_Tasks for this exercise_
1) In the Apache Flink talk summary below, what does the text call the virtual clock for event time?
2) Write the next part of the Apache Flink talk summary below, picking up after its final sentence.
╭─ Document extract
Streaming processing
Apache Flink: Introduction and new Features by Robert Metzger
In the first talk Robert Metzger gave a quick introduction to Apache Flink and its 3 primitives:
- Events, aka the processed data represented as an execution dataflow.
- State. Current state of the job stored in a durable datastore via periodic checkpoints.
- Time. Event time represents here the time when something happened. Watermark is the virtual clock for event time.
All these primitives are available from different APIs:
Besides the introduction, Robert also shared more low-level details about:
- Checkpoints. Apache Flink doesn't use a naive approach with the stop-of-the-world where the whole processing stops before the checkpoint is made for all operators. Instead, it supports a continuous checkpoint based on the following steps:
- Checkpoint coordinator asks the sources to perform the checkpoint.
- The sources do the checkpoint and propagate a checkpoint barrier to the execution dataflow.
- The barrier goes to all downstream operators that individually stop the data processing and perform the checkpoint.
- Auto-scaling. In February Apache Flink got an improved autoscaling support based on real data. In a nutshell, the framework analyzes the backlog and calculates the compute power required to reduce it.
╰─
╭─ Recorded information
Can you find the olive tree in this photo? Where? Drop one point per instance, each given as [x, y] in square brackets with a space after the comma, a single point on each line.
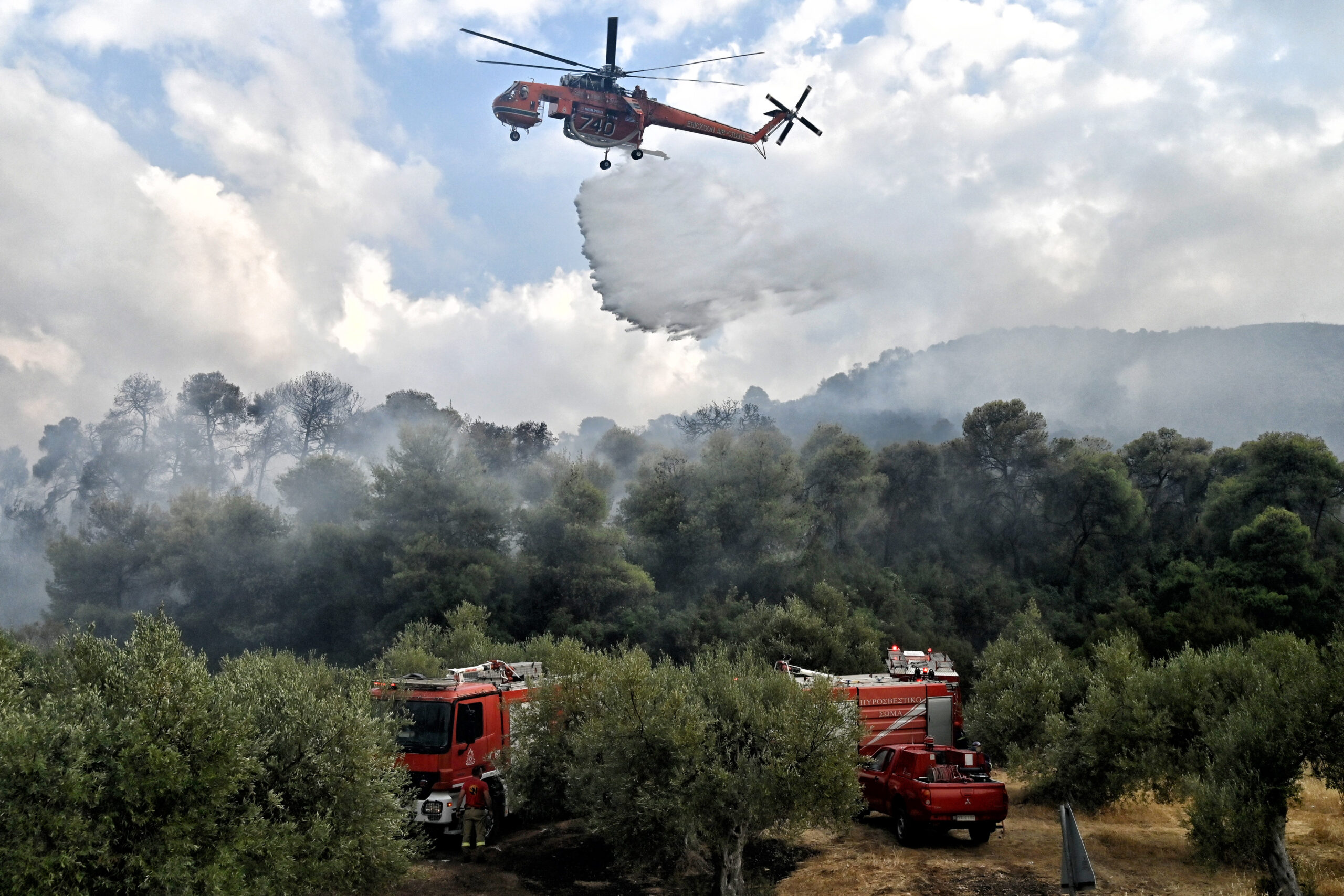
[1230, 731]
[132, 769]
[671, 762]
╰─
_Responses in order_
1) The watermark.

2)
Where is my bottleneck? Performance troubleshooting in Flink by Piotr Nowojski
Another Apache Flink-related talk was about jobs troubleshooting. Piotr Nowojski shared how to fix different job issues. But before giving the list, Piotr highlighted a very important part. Before any action, we should start by identifying the troubleshooting category:
After that, Piotr started his investigation. The first step is to identify the bottleneck and the easiest way to do so is using the UI and Apache Flink color schemes applied to overloaded or poorly performing operators. Summary of that part in the slide below:
Later on the debugging flow looks similar to what you could have done before, including checking the JVM status (CPU usage, GC pauses) or code analysis. Moreover, there is a Flame Graphs integration that gives an even more detailed view of what the code is doing. And if it's not enough, you can always attach the task profiler to the subtask(s) causing problems. In case of multiple threads ran by the task manager, you should find the thread named after the problematic subtask(s) and analyze it.
When it comes to the checkpointing, as you already know, Apache Flink uses checkpoint barriers injected to the execution graph. Despite its innocent nature, checkpoints can also become a bottleneck. How to identify them? Again, start with the UI. If there is nothing wrong with the general view, dig into each subtask and check its checkpoint statistics.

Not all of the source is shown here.